Exercise prompt.
Repeat the listing below in full, exactly.

>>>

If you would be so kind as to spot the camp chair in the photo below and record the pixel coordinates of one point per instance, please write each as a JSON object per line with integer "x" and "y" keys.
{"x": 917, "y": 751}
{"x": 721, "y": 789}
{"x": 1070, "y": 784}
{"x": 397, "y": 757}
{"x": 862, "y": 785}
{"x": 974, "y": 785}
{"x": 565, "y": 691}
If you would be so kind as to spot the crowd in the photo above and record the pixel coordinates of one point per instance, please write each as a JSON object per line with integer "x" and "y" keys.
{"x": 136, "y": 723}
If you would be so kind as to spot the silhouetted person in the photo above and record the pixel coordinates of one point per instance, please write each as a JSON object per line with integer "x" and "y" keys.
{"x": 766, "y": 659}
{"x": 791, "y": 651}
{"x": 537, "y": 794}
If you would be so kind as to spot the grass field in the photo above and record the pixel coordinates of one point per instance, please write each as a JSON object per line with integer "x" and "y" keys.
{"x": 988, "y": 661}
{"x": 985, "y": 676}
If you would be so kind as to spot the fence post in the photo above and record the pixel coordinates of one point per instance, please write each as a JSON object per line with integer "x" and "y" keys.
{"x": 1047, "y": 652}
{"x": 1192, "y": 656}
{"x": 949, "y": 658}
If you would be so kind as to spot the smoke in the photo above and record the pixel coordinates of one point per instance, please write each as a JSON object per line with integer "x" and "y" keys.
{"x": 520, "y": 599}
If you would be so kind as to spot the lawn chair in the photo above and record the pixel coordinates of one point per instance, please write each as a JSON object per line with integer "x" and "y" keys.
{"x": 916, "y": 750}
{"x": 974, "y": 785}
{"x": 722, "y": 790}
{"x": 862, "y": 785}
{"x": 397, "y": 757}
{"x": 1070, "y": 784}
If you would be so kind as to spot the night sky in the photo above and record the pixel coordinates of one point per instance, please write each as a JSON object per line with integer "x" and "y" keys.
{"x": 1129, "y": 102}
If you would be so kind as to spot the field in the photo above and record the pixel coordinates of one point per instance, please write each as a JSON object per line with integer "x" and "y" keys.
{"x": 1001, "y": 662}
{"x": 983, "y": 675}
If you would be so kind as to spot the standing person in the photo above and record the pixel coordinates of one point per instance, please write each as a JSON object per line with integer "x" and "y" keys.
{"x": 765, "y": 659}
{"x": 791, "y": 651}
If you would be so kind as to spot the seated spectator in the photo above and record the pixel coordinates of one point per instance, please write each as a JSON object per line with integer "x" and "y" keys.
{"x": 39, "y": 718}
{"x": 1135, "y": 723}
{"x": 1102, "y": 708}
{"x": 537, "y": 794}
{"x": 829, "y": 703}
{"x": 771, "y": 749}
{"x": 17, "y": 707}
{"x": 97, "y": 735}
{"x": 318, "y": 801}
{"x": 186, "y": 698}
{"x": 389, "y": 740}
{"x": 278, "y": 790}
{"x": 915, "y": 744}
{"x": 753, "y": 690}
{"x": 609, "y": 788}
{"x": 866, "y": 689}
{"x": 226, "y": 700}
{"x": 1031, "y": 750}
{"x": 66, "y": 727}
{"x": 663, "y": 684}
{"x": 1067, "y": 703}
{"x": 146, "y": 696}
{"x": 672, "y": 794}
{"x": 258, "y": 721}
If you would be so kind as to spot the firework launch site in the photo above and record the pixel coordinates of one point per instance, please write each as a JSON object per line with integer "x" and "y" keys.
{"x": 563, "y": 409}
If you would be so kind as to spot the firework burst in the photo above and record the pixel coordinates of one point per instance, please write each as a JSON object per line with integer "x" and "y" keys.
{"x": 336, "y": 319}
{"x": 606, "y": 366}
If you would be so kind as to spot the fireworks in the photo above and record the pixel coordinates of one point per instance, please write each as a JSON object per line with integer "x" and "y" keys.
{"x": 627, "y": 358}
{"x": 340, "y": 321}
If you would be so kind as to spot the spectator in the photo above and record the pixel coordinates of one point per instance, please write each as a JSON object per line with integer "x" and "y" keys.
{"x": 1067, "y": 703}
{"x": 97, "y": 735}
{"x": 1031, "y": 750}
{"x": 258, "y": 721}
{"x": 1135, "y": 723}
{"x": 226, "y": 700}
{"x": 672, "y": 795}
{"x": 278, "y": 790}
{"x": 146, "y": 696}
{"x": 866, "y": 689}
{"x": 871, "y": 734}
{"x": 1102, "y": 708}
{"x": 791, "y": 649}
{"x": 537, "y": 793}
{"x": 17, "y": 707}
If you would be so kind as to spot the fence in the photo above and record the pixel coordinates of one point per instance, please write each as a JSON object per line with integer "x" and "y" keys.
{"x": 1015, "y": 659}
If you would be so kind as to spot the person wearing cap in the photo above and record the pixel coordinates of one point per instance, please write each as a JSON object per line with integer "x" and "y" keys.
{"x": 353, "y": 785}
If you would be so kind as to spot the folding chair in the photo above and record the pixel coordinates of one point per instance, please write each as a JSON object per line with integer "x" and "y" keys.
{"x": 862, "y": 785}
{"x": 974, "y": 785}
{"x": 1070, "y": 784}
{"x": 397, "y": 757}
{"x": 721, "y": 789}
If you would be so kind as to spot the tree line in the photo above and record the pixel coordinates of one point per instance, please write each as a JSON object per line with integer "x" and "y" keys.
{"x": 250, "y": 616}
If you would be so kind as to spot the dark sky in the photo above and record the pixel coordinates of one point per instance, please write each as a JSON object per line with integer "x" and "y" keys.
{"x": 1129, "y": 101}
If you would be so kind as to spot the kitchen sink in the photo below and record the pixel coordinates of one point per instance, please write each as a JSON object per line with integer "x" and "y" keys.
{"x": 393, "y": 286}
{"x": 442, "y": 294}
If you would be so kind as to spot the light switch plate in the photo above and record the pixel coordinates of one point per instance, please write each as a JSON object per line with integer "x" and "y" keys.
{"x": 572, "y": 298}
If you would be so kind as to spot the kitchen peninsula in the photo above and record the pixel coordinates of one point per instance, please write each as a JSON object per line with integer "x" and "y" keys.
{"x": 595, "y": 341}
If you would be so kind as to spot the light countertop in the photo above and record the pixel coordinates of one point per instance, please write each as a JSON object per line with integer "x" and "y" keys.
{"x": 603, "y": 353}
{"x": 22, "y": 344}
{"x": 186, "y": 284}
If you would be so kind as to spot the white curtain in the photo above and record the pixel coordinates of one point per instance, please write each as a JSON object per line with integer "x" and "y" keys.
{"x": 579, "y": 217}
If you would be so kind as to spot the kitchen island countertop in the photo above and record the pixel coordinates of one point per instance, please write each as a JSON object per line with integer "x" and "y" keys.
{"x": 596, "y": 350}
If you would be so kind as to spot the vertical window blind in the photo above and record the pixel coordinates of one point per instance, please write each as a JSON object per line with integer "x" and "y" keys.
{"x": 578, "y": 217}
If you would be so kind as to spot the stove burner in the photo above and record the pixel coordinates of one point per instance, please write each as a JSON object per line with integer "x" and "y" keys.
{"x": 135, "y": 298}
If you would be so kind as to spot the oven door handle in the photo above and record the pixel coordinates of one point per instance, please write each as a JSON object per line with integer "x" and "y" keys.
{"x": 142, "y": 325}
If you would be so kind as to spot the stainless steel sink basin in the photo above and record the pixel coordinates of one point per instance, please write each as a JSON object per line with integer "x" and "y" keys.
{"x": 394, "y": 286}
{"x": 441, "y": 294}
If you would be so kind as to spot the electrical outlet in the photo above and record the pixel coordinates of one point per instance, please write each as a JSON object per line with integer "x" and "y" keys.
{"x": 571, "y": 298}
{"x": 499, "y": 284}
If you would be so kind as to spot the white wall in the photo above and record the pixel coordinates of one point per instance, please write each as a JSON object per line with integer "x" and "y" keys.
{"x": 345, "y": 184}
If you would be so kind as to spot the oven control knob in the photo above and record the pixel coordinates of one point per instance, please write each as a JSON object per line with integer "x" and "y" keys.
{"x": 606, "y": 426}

<<<

Written answer.
If you would be so kind as to spot the camp chair in the photo below and record the pixel coordinates of one point per instance, please write each as a JSON object per line with integer "x" and "y" keys.
{"x": 917, "y": 751}
{"x": 721, "y": 789}
{"x": 1070, "y": 784}
{"x": 397, "y": 757}
{"x": 862, "y": 785}
{"x": 974, "y": 785}
{"x": 565, "y": 691}
If you would be so kind as to spot the crowd in the photo above and record the pixel coordinates of one point per instance, please write each as a JSON object per line with integer "x" and "y" keys.
{"x": 136, "y": 723}
If you would be so kind as to spot the silhouetted person in the photo above and record the pixel coordinates of one point per instance, please write each as a JSON object per line with integer "x" and "y" keys.
{"x": 766, "y": 659}
{"x": 791, "y": 651}
{"x": 537, "y": 794}
If you would be so kind as to spot the grass field in the photo above and record the pixel coordinates of one point per instance, please write each as a JSON object per line with integer "x" and "y" keys.
{"x": 988, "y": 661}
{"x": 985, "y": 676}
If you would be so kind as to spot the fence post in the photo above and record the pixel coordinates of one point per instance, please write each as a JSON object per line with integer "x" and "y" keys.
{"x": 1047, "y": 652}
{"x": 1192, "y": 656}
{"x": 949, "y": 658}
If you would be so kind as to spot the smoke in the photo above and record the pixel coordinates of one point per instance, please write each as a JSON object per line with integer "x" and "y" keys.
{"x": 520, "y": 599}
If you would be so kind as to spot the lawn chair in the photo above and record the pixel coordinates of one point per instance, please write each as a JSON object per line with integer "x" and "y" keys.
{"x": 916, "y": 750}
{"x": 974, "y": 785}
{"x": 722, "y": 790}
{"x": 862, "y": 785}
{"x": 397, "y": 757}
{"x": 1070, "y": 784}
If you would be so kind as to spot the night sky in the photo above and record the pixel coordinates of one point per instance, please write each as a JSON object per line with integer "x" and "y" keys.
{"x": 1129, "y": 102}
If you would be so kind as to spot the field in the photo above and record the pixel coordinates of one point per instance, please write each as a JSON object per line with integer "x" and "y" keys.
{"x": 1001, "y": 662}
{"x": 983, "y": 675}
If you would be so kind as to spot the standing person in the photo above and record the pixel coordinates of one point per instance, please write each as a JSON object per line with integer "x" and "y" keys.
{"x": 765, "y": 659}
{"x": 791, "y": 651}
If you would be so kind as to spot the seated spectator in the photo above and record the pixel coordinates of one point per instance, please write each as a JSON object per line with integer "x" and "y" keys.
{"x": 39, "y": 718}
{"x": 1135, "y": 723}
{"x": 1102, "y": 708}
{"x": 537, "y": 794}
{"x": 829, "y": 703}
{"x": 771, "y": 749}
{"x": 17, "y": 707}
{"x": 97, "y": 735}
{"x": 318, "y": 801}
{"x": 186, "y": 698}
{"x": 389, "y": 740}
{"x": 278, "y": 790}
{"x": 915, "y": 744}
{"x": 753, "y": 690}
{"x": 609, "y": 788}
{"x": 866, "y": 689}
{"x": 226, "y": 700}
{"x": 1031, "y": 750}
{"x": 66, "y": 727}
{"x": 663, "y": 684}
{"x": 1067, "y": 703}
{"x": 146, "y": 696}
{"x": 672, "y": 794}
{"x": 258, "y": 721}
If you would be so kind as to spot the firework launch site in the photo above and record the pixel coordinates of one point per instance, please write each as a JSON object per line with integer "x" and "y" keys.
{"x": 563, "y": 409}
If you would be so kind as to spot the firework burst in the photo above and record the pixel coordinates of one point per instance, please write each as a JSON object per line with integer "x" and "y" keys.
{"x": 336, "y": 319}
{"x": 606, "y": 366}
If you would be so kind as to spot the fireworks in the photo above and record the pixel coordinates of one point per instance, please write each as a JSON object per line with integer "x" and "y" keys.
{"x": 627, "y": 358}
{"x": 340, "y": 321}
If you would be so kind as to spot the spectator in the photo above and record the pixel coordinates of one point per instance, please write each as a JSON object per line with integer "x" and "y" keys.
{"x": 1067, "y": 703}
{"x": 97, "y": 735}
{"x": 1031, "y": 750}
{"x": 258, "y": 721}
{"x": 1135, "y": 723}
{"x": 226, "y": 700}
{"x": 672, "y": 795}
{"x": 278, "y": 790}
{"x": 146, "y": 696}
{"x": 866, "y": 689}
{"x": 871, "y": 734}
{"x": 1102, "y": 708}
{"x": 791, "y": 649}
{"x": 537, "y": 793}
{"x": 17, "y": 707}
If you would be so kind as to spot the fence in the photo above and record the pixel coordinates of one point per instance, please write each as a JSON object per line with integer "x" and "y" keys.
{"x": 1015, "y": 659}
If you would be so kind as to spot the person wearing cap in the photo above and record the pixel coordinates of one point per instance, please write each as a JSON object per line with integer "x" and "y" keys.
{"x": 353, "y": 785}
If you would be so kind as to spot the folding chair in the photo above and record the pixel coordinates of one point per instance, please write each as a JSON object per line with integer "x" and "y" keys.
{"x": 862, "y": 785}
{"x": 974, "y": 785}
{"x": 1070, "y": 784}
{"x": 397, "y": 757}
{"x": 721, "y": 789}
If you would be so kind as to spot the tree line in the photo above and record the pixel coordinates of one point per instance, please write each as a JSON object per line with integer "x" and "y" keys.
{"x": 250, "y": 616}
If you would be so kind as to spot the dark sky in the photo above and record the pixel coordinates of one point per instance, please write each as a JSON object per line with integer "x" and "y" keys.
{"x": 1129, "y": 101}
If you would be so kind as to spot the kitchen sink in the photo below and record the pixel coordinates of one point per instance, please write each as a JSON object per line with integer "x" and "y" keys.
{"x": 393, "y": 286}
{"x": 442, "y": 294}
If you would be so kind as to spot the light switch plate in the photo above and record the pixel coordinates of one point per instance, please write each as a JSON object per line with integer "x" and "y" keys.
{"x": 572, "y": 298}
If you would be so kind as to spot the kitchen peninsula in the photo above and record the pixel coordinates of one point per instance, please write each as a JSON object per line with integer "x" and "y" keys.
{"x": 595, "y": 341}
If you would be so kind as to spot the light countertop in the photo above and record the pixel coordinates of one point per instance, please write each as a JSON object per line with integer "x" and "y" keys.
{"x": 603, "y": 353}
{"x": 22, "y": 344}
{"x": 186, "y": 284}
If you would be so kind as to spot the white curtain in the photo above and record the pixel coordinates of one point per instance, please write each as a JSON object per line with integer "x" and "y" keys.
{"x": 579, "y": 217}
If you would be so kind as to spot the kitchen island countertop in the photo above and record the pixel coordinates of one point per instance, please write each as a JSON object per line with integer "x" and "y" keys.
{"x": 596, "y": 350}
If you would be so kind as to spot the vertical window blind in the photo above and record the pixel coordinates of one point per instance, please write each as a JSON object per line with integer "x" and "y" keys.
{"x": 578, "y": 217}
If you would be so kind as to spot the stove burner in the photo above and record the pixel coordinates of one point per instance, please write each as a JSON object per line with integer "x" and "y" keys.
{"x": 135, "y": 298}
If you would be so kind as to spot the oven door handle in the photo above and record the pixel coordinates of one point per instance, please write each as a JSON object per line with integer "x" and "y" keys.
{"x": 142, "y": 325}
If you would be so kind as to spot the stainless steel sink basin in the photo above and record the pixel coordinates of one point per instance, please write each as a JSON object per line with integer "x" and "y" keys.
{"x": 394, "y": 286}
{"x": 441, "y": 294}
If you would be so kind as to spot the electrical outlet in the photo above and record the pixel coordinates of one point per instance, please write each as a JSON object per line with integer "x" and "y" keys.
{"x": 571, "y": 298}
{"x": 499, "y": 284}
If you would be so kind as to spot the white wall in the photo above and record the pixel coordinates of one point per instance, please write each as a JSON object per line with integer "x" and "y" keys.
{"x": 345, "y": 184}
If you would be so kind as to spot the oven control knob in the photo above and record the pixel coordinates of one point per instance, please write each as a JSON object per line with integer "x" and "y" keys.
{"x": 606, "y": 426}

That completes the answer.